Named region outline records
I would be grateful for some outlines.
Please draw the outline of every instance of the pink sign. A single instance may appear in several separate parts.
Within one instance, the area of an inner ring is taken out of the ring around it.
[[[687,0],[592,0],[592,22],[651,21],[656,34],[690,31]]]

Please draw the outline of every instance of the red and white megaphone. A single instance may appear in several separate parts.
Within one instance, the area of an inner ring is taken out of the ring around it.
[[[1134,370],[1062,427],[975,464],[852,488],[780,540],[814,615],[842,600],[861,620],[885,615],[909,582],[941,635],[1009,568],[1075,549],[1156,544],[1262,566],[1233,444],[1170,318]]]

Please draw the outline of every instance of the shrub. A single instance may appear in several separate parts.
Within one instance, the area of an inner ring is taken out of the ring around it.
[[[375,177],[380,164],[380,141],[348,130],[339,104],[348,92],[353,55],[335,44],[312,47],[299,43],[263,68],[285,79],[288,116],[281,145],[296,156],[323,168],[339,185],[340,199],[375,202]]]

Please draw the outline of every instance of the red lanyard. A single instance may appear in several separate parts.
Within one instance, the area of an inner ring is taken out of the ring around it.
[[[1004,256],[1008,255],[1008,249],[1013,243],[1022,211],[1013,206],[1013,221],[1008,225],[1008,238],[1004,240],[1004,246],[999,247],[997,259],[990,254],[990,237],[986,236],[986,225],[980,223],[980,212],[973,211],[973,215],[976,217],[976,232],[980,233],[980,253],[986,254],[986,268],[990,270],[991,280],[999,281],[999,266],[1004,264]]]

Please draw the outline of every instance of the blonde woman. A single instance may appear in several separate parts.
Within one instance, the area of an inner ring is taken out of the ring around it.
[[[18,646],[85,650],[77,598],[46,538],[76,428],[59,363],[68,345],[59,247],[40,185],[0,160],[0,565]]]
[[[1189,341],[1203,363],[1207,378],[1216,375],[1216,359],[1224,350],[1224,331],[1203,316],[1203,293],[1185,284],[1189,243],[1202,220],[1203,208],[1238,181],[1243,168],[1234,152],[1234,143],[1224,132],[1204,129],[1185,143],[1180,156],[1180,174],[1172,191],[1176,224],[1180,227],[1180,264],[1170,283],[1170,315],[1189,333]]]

§ What to work on: Convert the material above into a two-column CSV with the header row text,answer, giving one row for each thing to be outlined: the wording that asks for it and its answer. Enclose each value in double quotes as a single field, turning line breaks into spaces.

§ Response to the task:
text,answer
"I would be grateful for some outlines. Please draw the outline of every instance of the pink sign. A single instance may appear in several separate parts. Within one instance, the area of an inner ring is taken out of the ring around it.","[[[687,0],[592,0],[592,22],[651,21],[656,34],[690,31]]]"
"Please draw the outline of every instance of the red and white megaphone. A single instance may appear in several separate parts. Within one instance, the area of an inner ring is taken out of the ring around it.","[[[1134,370],[1062,427],[975,464],[852,488],[780,540],[814,615],[842,600],[861,620],[885,615],[909,582],[941,635],[1009,568],[1075,549],[1156,544],[1262,566],[1233,444],[1170,318]]]"
"Please draw the outline of every instance of the shrub. A single instance may appear in several separate parts. Within one instance, the area of an inner ring is taken out of the ring around it.","[[[375,177],[380,164],[380,141],[348,130],[339,104],[348,92],[353,55],[335,44],[312,47],[299,43],[263,68],[285,79],[288,116],[281,145],[296,156],[323,168],[339,185],[340,199],[375,202]]]"
"Please draw the outline of every instance of the red lanyard. A single instance may appear in several separate parts. Within one instance, the area of an inner ring is taken out of the ring around it.","[[[1004,256],[1008,255],[1008,249],[1013,243],[1022,211],[1013,206],[1013,221],[1008,225],[1008,238],[1004,240],[1004,246],[999,247],[997,259],[990,254],[990,237],[986,236],[986,225],[980,223],[980,212],[973,211],[973,215],[976,217],[976,232],[980,233],[980,253],[986,254],[986,268],[990,270],[991,280],[999,281],[999,266],[1004,264]]]"
"Please draw the outline of every instance of the blonde woman. A single instance may appear in several separate parts. Within one instance, the area of an inner ring is taken out of the ring around it.","[[[18,646],[85,650],[77,598],[46,538],[76,428],[59,363],[68,345],[59,247],[40,185],[0,160],[0,565]]] [[[1189,341],[1203,363],[1207,378],[1216,375],[1216,359],[1224,350],[1224,331],[1203,316],[1203,293],[1185,284],[1189,243],[1202,220],[1203,208],[1238,181],[1243,168],[1234,152],[1234,143],[1224,132],[1204,129],[1185,143],[1180,156],[1180,174],[1172,191],[1176,224],[1180,227],[1180,264],[1170,283],[1170,315],[1189,333]]]"